Write all of the entries out again exactly.

***

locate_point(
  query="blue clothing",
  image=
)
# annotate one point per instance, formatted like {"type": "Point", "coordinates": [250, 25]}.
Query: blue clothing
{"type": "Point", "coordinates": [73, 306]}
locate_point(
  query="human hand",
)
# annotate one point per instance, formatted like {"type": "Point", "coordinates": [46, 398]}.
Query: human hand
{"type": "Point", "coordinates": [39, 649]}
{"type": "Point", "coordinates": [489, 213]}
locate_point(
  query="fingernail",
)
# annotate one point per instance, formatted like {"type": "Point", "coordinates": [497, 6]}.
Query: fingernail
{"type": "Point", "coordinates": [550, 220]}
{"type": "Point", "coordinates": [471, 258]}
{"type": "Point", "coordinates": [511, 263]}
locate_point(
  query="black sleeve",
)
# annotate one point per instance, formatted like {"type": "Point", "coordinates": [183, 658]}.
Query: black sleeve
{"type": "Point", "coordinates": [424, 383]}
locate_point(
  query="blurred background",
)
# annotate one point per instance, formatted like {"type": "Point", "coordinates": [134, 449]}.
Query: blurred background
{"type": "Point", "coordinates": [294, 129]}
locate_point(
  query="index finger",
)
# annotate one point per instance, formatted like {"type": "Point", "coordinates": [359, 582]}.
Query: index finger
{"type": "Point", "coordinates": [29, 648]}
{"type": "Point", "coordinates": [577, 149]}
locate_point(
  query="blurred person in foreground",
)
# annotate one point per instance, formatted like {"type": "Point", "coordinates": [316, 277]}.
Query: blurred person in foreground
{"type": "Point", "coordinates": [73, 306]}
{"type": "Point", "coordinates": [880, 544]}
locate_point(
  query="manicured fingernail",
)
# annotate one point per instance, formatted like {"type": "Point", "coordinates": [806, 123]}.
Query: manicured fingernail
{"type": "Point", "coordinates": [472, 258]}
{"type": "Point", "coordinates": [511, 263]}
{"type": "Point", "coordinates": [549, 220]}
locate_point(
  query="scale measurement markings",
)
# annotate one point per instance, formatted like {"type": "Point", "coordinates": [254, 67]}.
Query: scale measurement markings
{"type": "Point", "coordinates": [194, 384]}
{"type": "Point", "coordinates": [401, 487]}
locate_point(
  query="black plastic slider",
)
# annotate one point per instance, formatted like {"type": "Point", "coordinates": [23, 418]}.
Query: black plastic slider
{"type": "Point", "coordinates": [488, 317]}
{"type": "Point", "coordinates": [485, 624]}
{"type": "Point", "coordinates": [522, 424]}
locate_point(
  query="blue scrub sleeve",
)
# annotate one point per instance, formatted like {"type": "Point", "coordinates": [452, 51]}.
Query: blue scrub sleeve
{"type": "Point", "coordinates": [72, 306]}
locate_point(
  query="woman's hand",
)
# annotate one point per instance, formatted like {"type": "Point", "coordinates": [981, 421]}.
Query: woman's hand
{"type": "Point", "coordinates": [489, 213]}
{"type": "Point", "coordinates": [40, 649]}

***

RESULT:
locate_point(
  query="blue clothing",
  image=
)
# annotate one point per instance, formatted like {"type": "Point", "coordinates": [250, 25]}.
Query: blue clothing
{"type": "Point", "coordinates": [73, 306]}
locate_point(
  query="human hand",
)
# annotate one point per instance, formatted like {"type": "Point", "coordinates": [46, 398]}.
Query: human hand
{"type": "Point", "coordinates": [39, 649]}
{"type": "Point", "coordinates": [489, 213]}
locate_point(
  query="fingernail",
)
# annotate one point per instance, formatted like {"type": "Point", "coordinates": [497, 6]}.
Query: fingernail
{"type": "Point", "coordinates": [550, 220]}
{"type": "Point", "coordinates": [471, 258]}
{"type": "Point", "coordinates": [511, 263]}
locate_point(
  query="black sleeve",
)
# annotate one point per instance, formatted like {"type": "Point", "coordinates": [183, 658]}.
Query: black sleeve
{"type": "Point", "coordinates": [424, 383]}
locate_point(
  query="blurred background",
)
# annotate one point per instance, formatted like {"type": "Point", "coordinates": [134, 449]}.
Query: blurred background
{"type": "Point", "coordinates": [294, 129]}
locate_point(
  query="index finger",
)
# annotate one point per instance, formatted like {"type": "Point", "coordinates": [359, 582]}.
Query: index finger
{"type": "Point", "coordinates": [29, 648]}
{"type": "Point", "coordinates": [577, 149]}
locate_point(
  query="blurred person in foreground",
)
# annotate one point per instance, formatted like {"type": "Point", "coordinates": [316, 277]}.
Query: blurred person in foreground
{"type": "Point", "coordinates": [73, 306]}
{"type": "Point", "coordinates": [880, 544]}
locate_point(
  query="manicured fingernail",
)
# annotate one point per instance, formatted like {"type": "Point", "coordinates": [806, 123]}.
Query: manicured fingernail
{"type": "Point", "coordinates": [472, 258]}
{"type": "Point", "coordinates": [511, 263]}
{"type": "Point", "coordinates": [549, 220]}
locate_point(
  query="scale measurement markings",
)
# annotate one point per instance, formatted like {"type": "Point", "coordinates": [254, 67]}.
Query: scale measurement markings
{"type": "Point", "coordinates": [194, 384]}
{"type": "Point", "coordinates": [401, 487]}
locate_point(
  query="black plastic slider",
)
# annotate one point per instance, formatted like {"type": "Point", "coordinates": [23, 418]}.
Query: black plastic slider
{"type": "Point", "coordinates": [488, 317]}
{"type": "Point", "coordinates": [485, 624]}
{"type": "Point", "coordinates": [522, 424]}
locate_point(
  query="blue scrub sleeve",
)
# annotate one point per instance, formatted like {"type": "Point", "coordinates": [452, 51]}.
Query: blue scrub sleeve
{"type": "Point", "coordinates": [72, 306]}
locate_point(
  query="woman's hand",
)
# annotate one point per instance, formatted like {"type": "Point", "coordinates": [981, 421]}.
Query: woman's hand
{"type": "Point", "coordinates": [489, 213]}
{"type": "Point", "coordinates": [40, 649]}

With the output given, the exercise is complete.